→ **What this task involves**
Copy out every line below that contains the string "portrait".

==========

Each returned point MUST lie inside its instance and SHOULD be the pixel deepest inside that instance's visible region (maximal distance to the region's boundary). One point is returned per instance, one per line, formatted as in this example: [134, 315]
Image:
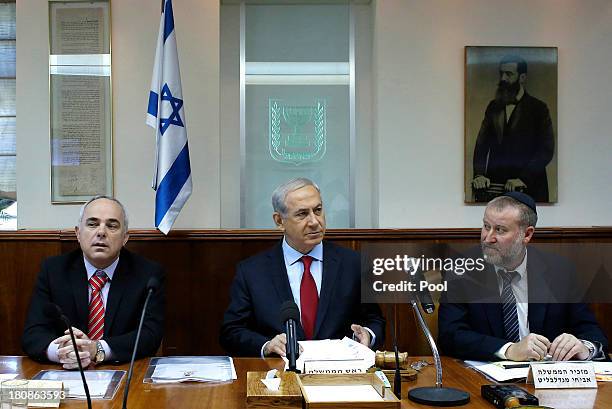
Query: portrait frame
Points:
[508, 140]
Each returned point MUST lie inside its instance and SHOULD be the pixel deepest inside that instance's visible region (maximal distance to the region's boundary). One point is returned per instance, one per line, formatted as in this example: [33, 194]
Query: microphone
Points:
[152, 286]
[53, 311]
[424, 295]
[397, 376]
[290, 315]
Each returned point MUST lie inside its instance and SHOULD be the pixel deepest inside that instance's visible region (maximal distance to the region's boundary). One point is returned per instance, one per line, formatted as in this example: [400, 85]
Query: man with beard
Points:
[491, 314]
[515, 141]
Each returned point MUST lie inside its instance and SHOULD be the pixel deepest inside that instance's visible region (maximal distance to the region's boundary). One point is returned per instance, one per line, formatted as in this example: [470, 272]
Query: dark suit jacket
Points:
[519, 149]
[63, 280]
[475, 330]
[261, 285]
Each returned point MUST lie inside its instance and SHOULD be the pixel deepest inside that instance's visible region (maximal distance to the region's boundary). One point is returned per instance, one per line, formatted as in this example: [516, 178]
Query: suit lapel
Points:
[280, 281]
[80, 286]
[120, 282]
[330, 274]
[493, 306]
[538, 290]
[500, 124]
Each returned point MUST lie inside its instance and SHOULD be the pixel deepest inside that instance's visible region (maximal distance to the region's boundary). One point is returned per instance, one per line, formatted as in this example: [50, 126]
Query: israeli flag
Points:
[172, 175]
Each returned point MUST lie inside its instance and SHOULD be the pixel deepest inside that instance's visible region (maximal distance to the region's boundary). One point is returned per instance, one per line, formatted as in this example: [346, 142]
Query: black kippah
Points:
[523, 198]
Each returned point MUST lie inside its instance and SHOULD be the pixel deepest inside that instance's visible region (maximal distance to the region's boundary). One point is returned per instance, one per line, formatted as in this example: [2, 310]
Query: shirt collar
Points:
[292, 255]
[520, 94]
[521, 269]
[91, 269]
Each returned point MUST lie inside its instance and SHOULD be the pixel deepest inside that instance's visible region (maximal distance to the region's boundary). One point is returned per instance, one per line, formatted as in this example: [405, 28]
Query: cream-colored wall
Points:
[135, 24]
[417, 113]
[419, 91]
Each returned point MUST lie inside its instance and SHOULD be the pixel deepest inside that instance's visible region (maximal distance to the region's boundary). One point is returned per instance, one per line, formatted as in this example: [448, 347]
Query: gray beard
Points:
[507, 261]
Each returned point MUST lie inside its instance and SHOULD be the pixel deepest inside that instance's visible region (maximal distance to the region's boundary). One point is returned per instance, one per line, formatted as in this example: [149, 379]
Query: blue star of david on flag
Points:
[175, 117]
[172, 175]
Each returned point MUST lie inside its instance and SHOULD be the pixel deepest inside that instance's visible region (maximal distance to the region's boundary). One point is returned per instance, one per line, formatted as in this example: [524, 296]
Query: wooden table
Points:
[232, 395]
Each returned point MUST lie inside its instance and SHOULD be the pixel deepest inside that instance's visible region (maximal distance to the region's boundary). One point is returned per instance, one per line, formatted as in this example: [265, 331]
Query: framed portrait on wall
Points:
[510, 122]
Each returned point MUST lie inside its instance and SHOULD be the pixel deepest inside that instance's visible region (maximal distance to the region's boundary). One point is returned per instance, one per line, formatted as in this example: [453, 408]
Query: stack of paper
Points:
[335, 351]
[196, 368]
[497, 372]
[102, 384]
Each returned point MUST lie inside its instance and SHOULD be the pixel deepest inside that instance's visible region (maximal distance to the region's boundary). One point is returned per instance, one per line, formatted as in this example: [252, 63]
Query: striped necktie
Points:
[511, 329]
[95, 326]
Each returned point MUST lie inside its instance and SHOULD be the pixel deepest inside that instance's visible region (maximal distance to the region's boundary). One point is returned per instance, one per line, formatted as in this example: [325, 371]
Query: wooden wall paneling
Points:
[20, 257]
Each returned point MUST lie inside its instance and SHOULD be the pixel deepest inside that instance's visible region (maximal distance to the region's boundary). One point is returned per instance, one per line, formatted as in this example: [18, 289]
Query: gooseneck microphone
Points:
[397, 376]
[290, 316]
[53, 311]
[152, 286]
[424, 295]
[436, 395]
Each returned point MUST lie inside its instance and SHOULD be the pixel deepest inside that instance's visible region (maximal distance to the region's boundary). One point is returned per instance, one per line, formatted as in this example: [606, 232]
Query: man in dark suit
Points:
[491, 314]
[101, 288]
[323, 279]
[515, 141]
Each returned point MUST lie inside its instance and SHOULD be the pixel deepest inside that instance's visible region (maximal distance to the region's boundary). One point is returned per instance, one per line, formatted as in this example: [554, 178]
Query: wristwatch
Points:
[100, 353]
[591, 347]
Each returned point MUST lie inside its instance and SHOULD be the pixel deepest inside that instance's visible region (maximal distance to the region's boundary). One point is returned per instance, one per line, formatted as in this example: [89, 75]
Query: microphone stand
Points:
[131, 370]
[292, 349]
[438, 395]
[76, 351]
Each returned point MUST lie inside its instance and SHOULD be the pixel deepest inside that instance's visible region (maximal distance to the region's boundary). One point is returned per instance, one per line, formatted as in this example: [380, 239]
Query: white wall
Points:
[419, 104]
[417, 117]
[135, 24]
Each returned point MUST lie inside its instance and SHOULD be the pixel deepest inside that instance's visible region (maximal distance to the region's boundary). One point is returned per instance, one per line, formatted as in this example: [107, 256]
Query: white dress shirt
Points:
[91, 270]
[295, 271]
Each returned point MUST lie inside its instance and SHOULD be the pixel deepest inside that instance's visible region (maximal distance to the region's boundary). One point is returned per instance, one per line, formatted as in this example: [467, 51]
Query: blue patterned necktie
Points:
[509, 307]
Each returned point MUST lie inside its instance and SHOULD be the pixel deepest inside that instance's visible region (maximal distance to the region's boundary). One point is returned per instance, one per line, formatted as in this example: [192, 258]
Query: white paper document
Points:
[335, 351]
[7, 376]
[102, 384]
[497, 372]
[342, 393]
[199, 369]
[97, 388]
[602, 368]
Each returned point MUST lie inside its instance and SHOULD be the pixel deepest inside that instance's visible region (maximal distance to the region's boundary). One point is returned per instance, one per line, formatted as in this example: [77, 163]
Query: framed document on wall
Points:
[80, 100]
[510, 122]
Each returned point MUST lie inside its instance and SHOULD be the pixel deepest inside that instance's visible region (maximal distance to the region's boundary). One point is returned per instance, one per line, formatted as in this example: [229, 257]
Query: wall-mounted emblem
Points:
[298, 134]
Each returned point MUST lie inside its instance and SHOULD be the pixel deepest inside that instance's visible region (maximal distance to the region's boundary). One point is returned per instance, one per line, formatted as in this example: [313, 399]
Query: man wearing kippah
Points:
[501, 322]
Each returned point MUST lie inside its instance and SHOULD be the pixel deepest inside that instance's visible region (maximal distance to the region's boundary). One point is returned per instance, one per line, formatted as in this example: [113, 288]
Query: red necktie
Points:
[95, 326]
[309, 299]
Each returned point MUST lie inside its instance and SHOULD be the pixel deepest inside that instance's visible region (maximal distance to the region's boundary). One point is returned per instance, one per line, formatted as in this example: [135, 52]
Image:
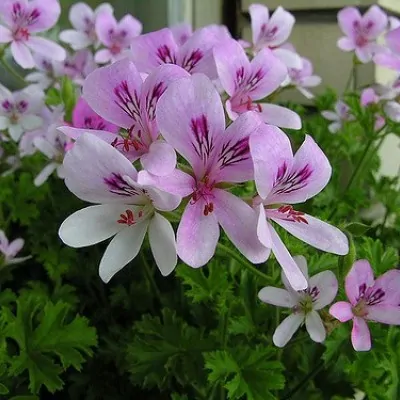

==========

→ **Solution to this task**
Query: portrait frame
Query: framed portrait on wall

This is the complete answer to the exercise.